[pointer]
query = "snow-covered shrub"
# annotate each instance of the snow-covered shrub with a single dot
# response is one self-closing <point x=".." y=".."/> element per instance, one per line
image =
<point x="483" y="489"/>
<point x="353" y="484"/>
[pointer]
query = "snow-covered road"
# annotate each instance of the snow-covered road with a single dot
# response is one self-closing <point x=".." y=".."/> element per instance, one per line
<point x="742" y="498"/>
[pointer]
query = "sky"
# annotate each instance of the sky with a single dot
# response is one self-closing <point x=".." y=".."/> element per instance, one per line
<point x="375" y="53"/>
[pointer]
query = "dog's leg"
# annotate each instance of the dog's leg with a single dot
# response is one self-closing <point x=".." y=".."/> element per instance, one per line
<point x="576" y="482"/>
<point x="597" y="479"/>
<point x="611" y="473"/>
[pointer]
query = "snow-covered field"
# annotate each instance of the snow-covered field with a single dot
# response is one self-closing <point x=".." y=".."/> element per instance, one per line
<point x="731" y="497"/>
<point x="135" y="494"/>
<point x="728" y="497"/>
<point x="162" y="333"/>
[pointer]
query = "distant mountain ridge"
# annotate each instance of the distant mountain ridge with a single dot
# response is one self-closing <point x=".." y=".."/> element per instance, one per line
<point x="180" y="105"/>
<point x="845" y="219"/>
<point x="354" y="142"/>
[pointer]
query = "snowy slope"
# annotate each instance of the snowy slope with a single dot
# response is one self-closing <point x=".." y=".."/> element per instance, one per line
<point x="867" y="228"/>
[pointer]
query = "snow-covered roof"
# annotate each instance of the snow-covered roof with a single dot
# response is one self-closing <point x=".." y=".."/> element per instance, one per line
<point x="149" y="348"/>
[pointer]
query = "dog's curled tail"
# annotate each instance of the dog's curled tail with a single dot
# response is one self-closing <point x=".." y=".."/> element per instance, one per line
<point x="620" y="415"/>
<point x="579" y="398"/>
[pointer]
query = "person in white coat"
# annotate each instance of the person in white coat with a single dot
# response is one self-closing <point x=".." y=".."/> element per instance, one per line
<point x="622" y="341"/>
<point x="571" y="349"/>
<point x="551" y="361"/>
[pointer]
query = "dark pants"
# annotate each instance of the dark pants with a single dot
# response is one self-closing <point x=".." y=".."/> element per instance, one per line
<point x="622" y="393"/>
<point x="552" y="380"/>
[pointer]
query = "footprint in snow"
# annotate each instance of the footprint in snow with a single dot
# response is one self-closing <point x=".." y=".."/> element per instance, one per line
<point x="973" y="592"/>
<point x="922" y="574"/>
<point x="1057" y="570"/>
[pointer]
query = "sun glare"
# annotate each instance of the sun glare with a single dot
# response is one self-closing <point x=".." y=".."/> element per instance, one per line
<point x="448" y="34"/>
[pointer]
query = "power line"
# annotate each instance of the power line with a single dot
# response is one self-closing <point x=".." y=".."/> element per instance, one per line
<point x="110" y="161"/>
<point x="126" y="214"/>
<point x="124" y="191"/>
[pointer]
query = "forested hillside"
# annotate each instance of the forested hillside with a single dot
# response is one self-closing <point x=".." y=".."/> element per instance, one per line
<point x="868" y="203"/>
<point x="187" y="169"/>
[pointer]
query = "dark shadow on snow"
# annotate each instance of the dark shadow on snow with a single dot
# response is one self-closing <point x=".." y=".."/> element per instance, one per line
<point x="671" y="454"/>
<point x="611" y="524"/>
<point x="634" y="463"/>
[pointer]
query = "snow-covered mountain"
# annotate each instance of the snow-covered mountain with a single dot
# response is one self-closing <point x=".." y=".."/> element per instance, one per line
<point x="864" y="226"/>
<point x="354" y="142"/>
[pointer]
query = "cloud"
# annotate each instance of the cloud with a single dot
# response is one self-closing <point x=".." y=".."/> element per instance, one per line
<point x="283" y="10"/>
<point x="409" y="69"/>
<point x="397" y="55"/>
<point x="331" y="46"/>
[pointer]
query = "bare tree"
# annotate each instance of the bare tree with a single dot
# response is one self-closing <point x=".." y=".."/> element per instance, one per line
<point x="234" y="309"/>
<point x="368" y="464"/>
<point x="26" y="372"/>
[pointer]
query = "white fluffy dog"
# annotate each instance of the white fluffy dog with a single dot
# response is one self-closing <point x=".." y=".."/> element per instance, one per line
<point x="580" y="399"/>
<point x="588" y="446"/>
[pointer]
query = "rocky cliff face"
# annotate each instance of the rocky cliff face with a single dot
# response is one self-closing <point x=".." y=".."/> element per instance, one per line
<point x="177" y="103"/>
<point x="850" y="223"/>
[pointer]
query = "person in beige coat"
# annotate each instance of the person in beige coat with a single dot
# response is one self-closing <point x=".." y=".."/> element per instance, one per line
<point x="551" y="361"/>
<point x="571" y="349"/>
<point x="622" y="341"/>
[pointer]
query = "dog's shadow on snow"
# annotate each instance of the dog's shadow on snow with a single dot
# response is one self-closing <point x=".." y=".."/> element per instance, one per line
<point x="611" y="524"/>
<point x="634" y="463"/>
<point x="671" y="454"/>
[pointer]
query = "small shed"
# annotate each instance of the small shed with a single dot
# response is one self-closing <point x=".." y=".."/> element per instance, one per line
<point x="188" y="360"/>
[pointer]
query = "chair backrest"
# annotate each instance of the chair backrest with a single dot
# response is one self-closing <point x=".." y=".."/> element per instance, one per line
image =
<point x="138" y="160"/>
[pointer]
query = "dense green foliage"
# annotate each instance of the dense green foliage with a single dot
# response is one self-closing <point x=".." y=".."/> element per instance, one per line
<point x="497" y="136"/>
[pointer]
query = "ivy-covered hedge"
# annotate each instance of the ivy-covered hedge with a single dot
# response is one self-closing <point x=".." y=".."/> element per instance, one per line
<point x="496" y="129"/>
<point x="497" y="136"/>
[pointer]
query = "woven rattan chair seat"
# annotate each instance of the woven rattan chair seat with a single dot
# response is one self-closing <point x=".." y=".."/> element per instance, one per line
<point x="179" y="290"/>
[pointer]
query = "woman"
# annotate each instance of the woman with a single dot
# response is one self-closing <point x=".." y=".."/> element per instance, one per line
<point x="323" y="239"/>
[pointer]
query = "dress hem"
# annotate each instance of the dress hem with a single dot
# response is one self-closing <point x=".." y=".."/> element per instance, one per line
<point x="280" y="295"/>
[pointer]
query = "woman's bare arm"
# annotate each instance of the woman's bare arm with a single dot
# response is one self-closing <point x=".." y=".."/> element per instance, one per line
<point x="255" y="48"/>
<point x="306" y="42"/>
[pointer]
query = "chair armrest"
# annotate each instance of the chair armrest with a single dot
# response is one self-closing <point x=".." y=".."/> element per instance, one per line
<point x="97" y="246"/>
::::
AIM: Reproduce the records above exactly as they appear.

OUTPUT OF THE EXERCISE:
[pointer]
query = "snow-covered shrub"
# annotate each instance of the snow-covered shrub with a single dot
# response is one self-closing <point x=".." y=".."/> element per instance, one per line
image =
<point x="483" y="489"/>
<point x="353" y="484"/>
[pointer]
query = "snow-covered road"
# annotate each instance of the snow-covered road with a single dot
# response is one self-closing <point x=".." y=".."/> element per instance, one per line
<point x="742" y="498"/>
[pointer]
query = "sky"
# annotate each instance of the sky with a single dot
# response is one self-closing <point x=".." y=".."/> element per instance, one per line
<point x="375" y="53"/>
[pointer]
query = "dog's leg"
# annotate each instance of the dog's leg with a single dot
# response is one self-closing <point x=".." y=".."/> element per instance, one per line
<point x="576" y="482"/>
<point x="597" y="479"/>
<point x="611" y="473"/>
[pointer]
query = "snow-covered field"
# annotate each instance of the snow-covered field with a single dot
# response is one self-closing <point x=".." y=".."/> element per instance, one per line
<point x="731" y="497"/>
<point x="135" y="494"/>
<point x="728" y="497"/>
<point x="162" y="333"/>
[pointer]
query = "distant mountain ridge"
# annotate each instance of the distant mountain ridge with a single dot
# response is one self-closing <point x=".." y=".."/> element per instance, one per line
<point x="180" y="105"/>
<point x="845" y="219"/>
<point x="354" y="142"/>
[pointer]
query = "snowy slope"
# annotate each instance of the snowy slope with a single dot
# response is one self-closing <point x=".." y=".."/> element per instance, one per line
<point x="867" y="228"/>
[pointer]
query = "snow-covered roof"
# annotate each instance of the snow-covered roof with a single dot
# response is one self-closing <point x=".." y=".."/> element per instance, one per line
<point x="149" y="348"/>
[pointer]
query = "dog's curled tail"
# annotate each instance of the dog's curled tail with a single dot
# response is one self-closing <point x=".." y=".."/> element per instance, one per line
<point x="620" y="415"/>
<point x="579" y="398"/>
[pointer]
query = "person in white coat"
# annotate each instance of the person in white coat with a single dot
# response is one self-closing <point x=".." y=".."/> element per instance, one per line
<point x="622" y="341"/>
<point x="571" y="349"/>
<point x="551" y="361"/>
[pointer]
query = "dark pants"
# annotate each instance of the dark pants with a single dot
# response is one self-closing <point x=".." y=".."/> element per instance, one per line
<point x="622" y="393"/>
<point x="552" y="380"/>
[pointer]
query = "footprint in snow"
# annotate each instance of the footprint in snow with a single dot
# response is one self-closing <point x=".." y=".."/> element per instance, one per line
<point x="973" y="592"/>
<point x="922" y="574"/>
<point x="1057" y="570"/>
[pointer]
query = "sun glare"
# annotate each instance of the sun glare with a single dot
# response is one self-closing <point x=".." y=".."/> element per instance, one per line
<point x="448" y="34"/>
[pointer]
query = "power line"
# annotate each instance of the power line with a single dot
# response is one self-closing <point x=".." y=".."/> element per instance, one per line
<point x="110" y="161"/>
<point x="126" y="214"/>
<point x="124" y="191"/>
[pointer]
query = "forested hillside"
# annotate each instance of the forested hillside with a single dot
# response is one self-closing <point x=".." y=".."/> element per instance, one per line
<point x="868" y="203"/>
<point x="187" y="169"/>
[pointer]
query = "dark shadow on snow"
# annotate each instance of the dark shadow on snow with a single dot
# response is one self-closing <point x=".." y=".."/> element per instance, one per line
<point x="671" y="454"/>
<point x="611" y="524"/>
<point x="634" y="463"/>
[pointer]
query = "snow-covered mountain"
# annotate each instance of the snow-covered mountain with a single dot
# response is one self-closing <point x=".." y=".."/> element per instance, one per line
<point x="864" y="226"/>
<point x="354" y="142"/>
[pointer]
query = "cloud"
# annotate each instance of the cloud with a single dot
# response is one self-closing <point x=".." y=".."/> element per instance, one per line
<point x="283" y="10"/>
<point x="409" y="69"/>
<point x="397" y="55"/>
<point x="331" y="46"/>
[pointer]
query = "bare tree"
# annotate each instance of the bare tree with a single dot
# response is one self-closing <point x=".." y=".."/> element per instance, one per line
<point x="234" y="309"/>
<point x="368" y="464"/>
<point x="26" y="372"/>
[pointer]
query = "white fluffy dog"
# annotate each instance of the white fluffy dog with a single dot
# response is one self-closing <point x=".." y=".."/> element per instance, one per line
<point x="580" y="399"/>
<point x="588" y="446"/>
[pointer]
query = "rocky cliff face"
# annotate each instance of the rocky cliff face with a single dot
# response is one self-closing <point x=".." y=".."/> element per instance, one per line
<point x="177" y="103"/>
<point x="850" y="223"/>
[pointer]
query = "person in beige coat"
# annotate each instance of the person in beige coat with a single dot
# response is one self-closing <point x=".." y=".."/> element per instance, one per line
<point x="551" y="361"/>
<point x="571" y="349"/>
<point x="622" y="341"/>
[pointer]
query = "dog's shadow on snow"
# annotate each instance of the dog's shadow on snow with a single dot
# response is one self-closing <point x=".." y=".."/> element per instance, one per line
<point x="611" y="524"/>
<point x="634" y="463"/>
<point x="671" y="454"/>
[pointer]
query = "small shed"
# annotate each instance of the small shed with a single dot
# response is one self-closing <point x=".." y=".."/> element per instance, one per line
<point x="188" y="360"/>
[pointer]
query = "chair backrest"
# annotate each instance of the chair backrest with a single dot
# response is one self-closing <point x=".." y=".."/> element per instance, one per line
image =
<point x="138" y="160"/>
[pointer]
query = "dense green foliage"
# annotate each instance of the dense green foliage with a single dot
# response is one self-closing <point x=".." y=".."/> element per instance, one per line
<point x="497" y="136"/>
[pointer]
query = "ivy-covered hedge"
# annotate each instance of the ivy-covered hedge with a single dot
# response is one self-closing <point x=".." y=".."/> element per instance, one per line
<point x="496" y="129"/>
<point x="497" y="136"/>
[pointer]
query = "woven rattan chair seat"
# annotate each instance of the woven rattan chair seat with a single dot
# response is one self-closing <point x=".." y=".."/> element per instance, one per line
<point x="179" y="290"/>
[pointer]
query = "woman"
# annotate each instance of the woman with a single dot
# response is one self-closing <point x=".." y=".."/> element per instance, one per line
<point x="323" y="239"/>
[pointer]
query = "dress hem"
# annotate each instance of the dress hem with a single dot
# response is one self-closing <point x=".." y=".."/> element per instance, one per line
<point x="280" y="295"/>
[pointer]
query = "woman's bare arm"
# annotate each instance of the woman's bare arm with a single dot
# response is one self-closing <point x=".." y=".."/> element per instance, one per line
<point x="255" y="48"/>
<point x="306" y="42"/>
[pointer]
query = "chair armrest"
# annotate each instance of the chair armrest with a single dot
# response is one self-closing <point x=".." y=".."/> element per instance, one per line
<point x="97" y="246"/>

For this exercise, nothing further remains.